- **SUPPLIED TEXT**
— start —

Azure / azure-cosmos-dotnet-v3

.NET SDK for Azure Cosmos DB for the core SQL API
MIT License
731 stars 489 forks source link

DisableServerCertificateValidation=true results in SSL exception with linux emulator #4315

Open emyklebost opened 7 months ago

emyklebost commented 7 months ago

I was happy when I discovered that this feature was added to the SDK. However, I still get The SSL connection could not be established exception when using the emulator. Am I misunderstanding this feature?

Example test:

[Fact]
public async Task Test()
{
    await using var testContainer = new CosmosDbBuilder().WithPortBinding(8081, 8081).Build();
    await testContainer.StartAsync();

    var connectionString = $"{testContainer.GetConnectionString()};DisableServerCertificateValidation=true";

    using var client = new CosmosClientBuilder(connectionString).Build();
    var result = await client!.CreateDatabaseIfNotExistsAsync("database-1"); // throws HttpRequestException due to SSL
}

Exception:

  Message: 
System.Net.Http.HttpRequestException : The SSL connection could not be established, see inner exception.
---- System.IO.IOException : Received an unexpected EOF or 0 bytes from the transport stream.

  Stack Trace: 
ConnectHelper.EstablishSslConnectionAsync(SslClientAuthenticationOptions sslOptions, HttpRequestMessage request, Boolean async, Stream stream, CancellationToken cancellationToken)
HttpConnectionPool.ConnectAsync(HttpRequestMessage request, Boolean async, CancellationToken cancellationToken)
HttpConnectionPool.CreateHttp11ConnectionAsync(HttpRequestMessage request, Boolean async, CancellationToken cancellationToken)
HttpConnectionPool.AddHttp11ConnectionAsync(QueueItem queueItem)
TaskCompletionSourceWithCancellation`1.WaitWithCancellationAsync(CancellationToken cancellationToken)
HttpConnectionPool.SendWithVersionDetectionAndRetryAsync(HttpRequestMessage request, Boolean async, Boolean doRequestAuth, CancellationToken cancellationToken)
RedirectHandler.SendAsync(HttpRequestMessage request, Boolean async, CancellationToken cancellationToken)
HttpClient.<SendAsync>g__Core|83_0(HttpRequestMessage request, HttpCompletionOption completionOption, CancellationTokenSource cts, Boolean disposeCts, CancellationTokenSource pendingRequestsCts, CancellationToken originalCancellationToken)
CosmosHttpClientCore.ExecuteHttpHelperAsync(HttpRequestMessage requestMessage, ResourceType resourceType, CancellationToken cancellationToken)
CosmosHttpClientCore.SendHttpHelperAsync(Func`1 createRequestMessageAsync, ResourceType resourceType, HttpTimeoutPolicy timeoutPolicy, IClientSideRequestStatistics clientSideRequestStatistics, CancellationToken cancellationToken)
<19 more frames...>
ClientContextCore.RunWithDiagnosticsHelperAsync[TResult](String containerName, String databaseName, OperationType operationType, ITrace trace, Func`2 task, Func`2 openTelemetry, String operationName, RequestOptions requestOptions)

— end —

[Excerpts of labeled region data]

— start —

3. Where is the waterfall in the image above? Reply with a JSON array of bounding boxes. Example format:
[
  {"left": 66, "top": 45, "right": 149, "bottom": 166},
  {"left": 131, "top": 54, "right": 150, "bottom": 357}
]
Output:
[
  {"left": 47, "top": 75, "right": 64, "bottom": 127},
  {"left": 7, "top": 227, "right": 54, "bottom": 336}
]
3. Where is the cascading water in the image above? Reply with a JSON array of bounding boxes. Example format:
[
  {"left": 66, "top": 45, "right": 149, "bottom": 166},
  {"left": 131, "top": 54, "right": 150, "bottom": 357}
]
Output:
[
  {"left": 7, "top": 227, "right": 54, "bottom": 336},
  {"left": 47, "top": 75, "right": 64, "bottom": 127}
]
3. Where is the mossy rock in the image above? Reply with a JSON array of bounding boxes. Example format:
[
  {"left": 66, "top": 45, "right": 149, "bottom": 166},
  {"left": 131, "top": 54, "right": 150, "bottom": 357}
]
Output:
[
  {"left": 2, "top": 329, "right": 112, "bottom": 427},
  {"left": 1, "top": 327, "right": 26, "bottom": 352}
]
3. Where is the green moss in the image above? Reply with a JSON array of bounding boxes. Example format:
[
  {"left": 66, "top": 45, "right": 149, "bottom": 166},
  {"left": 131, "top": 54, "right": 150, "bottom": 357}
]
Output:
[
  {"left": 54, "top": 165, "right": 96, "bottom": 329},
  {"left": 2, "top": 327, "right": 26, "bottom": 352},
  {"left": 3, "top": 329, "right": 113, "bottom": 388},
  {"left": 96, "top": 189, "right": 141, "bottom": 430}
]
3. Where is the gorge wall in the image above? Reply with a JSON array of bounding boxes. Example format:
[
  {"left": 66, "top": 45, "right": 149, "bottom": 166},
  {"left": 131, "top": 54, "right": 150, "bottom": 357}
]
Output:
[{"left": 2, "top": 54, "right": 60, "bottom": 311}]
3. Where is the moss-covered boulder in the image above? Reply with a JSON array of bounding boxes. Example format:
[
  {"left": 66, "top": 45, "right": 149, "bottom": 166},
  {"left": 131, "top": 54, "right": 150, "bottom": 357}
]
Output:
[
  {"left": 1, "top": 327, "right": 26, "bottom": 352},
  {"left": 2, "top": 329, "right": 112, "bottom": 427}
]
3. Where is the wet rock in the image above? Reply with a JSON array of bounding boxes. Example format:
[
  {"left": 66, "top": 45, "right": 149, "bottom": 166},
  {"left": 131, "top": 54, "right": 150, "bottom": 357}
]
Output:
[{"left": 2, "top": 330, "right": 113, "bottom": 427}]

— end —

- **WHAT YOU NEED TO DO**
1. Using the GitHub issue, decide whether each statement agrees with it: (a) the test binds port 8081 of the container to port 8081; (b) the SDK is released under the Apache License; (c) the call to CreateDatabaseIfNotExistsAsync throws an HttpRequestException. Answer yes or no for each and quote the deciding words.
2. Restate the part of the GitHub issue that begins at the words "Open emyklebost opened" and stops after "misunderstanding this feature?", renaming "feature" to "option" wherever it appears.

- **ANSWERS TO THE EXERCISE**
1.
(a) Yes: "WithPortBinding(8081, 8081)"
(b) No: "MIT License"
(c) Yes: "// throws HttpRequestException due to SSL"

2.
Open emyklebost opened 7 months ago

emyklebost commented 7 months ago

I was happy when I discovered that this option was added to the SDK. However, I still get The SSL connection could not be established exception when using the emulator. Am I misunderstanding this option?